El viaje hacia el sur
El SS Ventura era un buque de carga que llevaba madera; estaba previsto que hiciera una parada en Samoa estadounidense, donde me tenía que bajar y tomar otro barco hasta Tonga. Salimos de California al caer la noche y me parecía muy emocionante estar, por fin, en alta mar. A veces, el océano estaba un poco agitado, pero, en general, tuvimos un viaje tranquilo. Me gustaba charlar con los otros élderes. Uno de los cocineros intentó convertirme a su religión de meditación, pero yo no podía entenderlo muy bien y él no estaba interesado en la Iglesia, así que, después de eso, nos limitamos a comer y no hablé más con él.
Una mañana, tras doce días sin tener tierra a la vista, aparecieron las montañas de Pago Pago, Samoa estadounidense. ¡Qué emoción sentí por estar en las islas de Polinesia!

- [Datos registrados]

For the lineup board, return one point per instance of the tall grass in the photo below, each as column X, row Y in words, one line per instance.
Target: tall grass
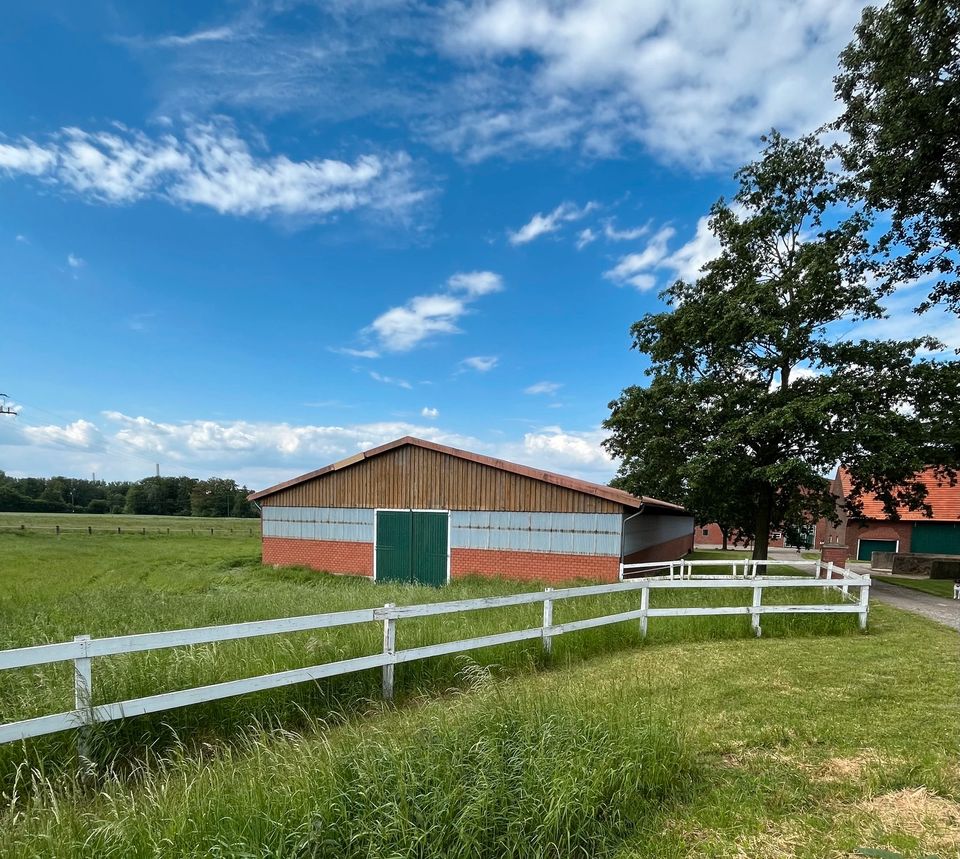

- [Problemas y tareas]
• a. Según el texto seleccionado, ¿qué carga llevaba el SS Ventura?
• b. Transcriba del texto seleccionado el fragmento que va desde «El viaje hacia» hasta «más con él.», ambos inclusive.

- [Respuestas correctas]
• a. Madera.

• b.
El viaje hacia el sur
El SS Ventura era un buque de carga que llevaba madera; estaba previsto que hiciera una parada en Samoa estadounidense, donde me tenía que bajar y tomar otro barco hasta Tonga. Salimos de California al caer la noche y me parecía muy emocionante estar, por fin, en alta mar. A veces, el océano estaba un poco agitado, pero, en general, tuvimos un viaje tranquilo. Me gustaba charlar con los otros élderes. Uno de los cocineros intentó convertirme a su religión de meditación, pero yo no podía entenderlo muy bien y él no estaba interesado en la Iglesia, así que, después de eso, nos limitamos a comer y no hablé más con él.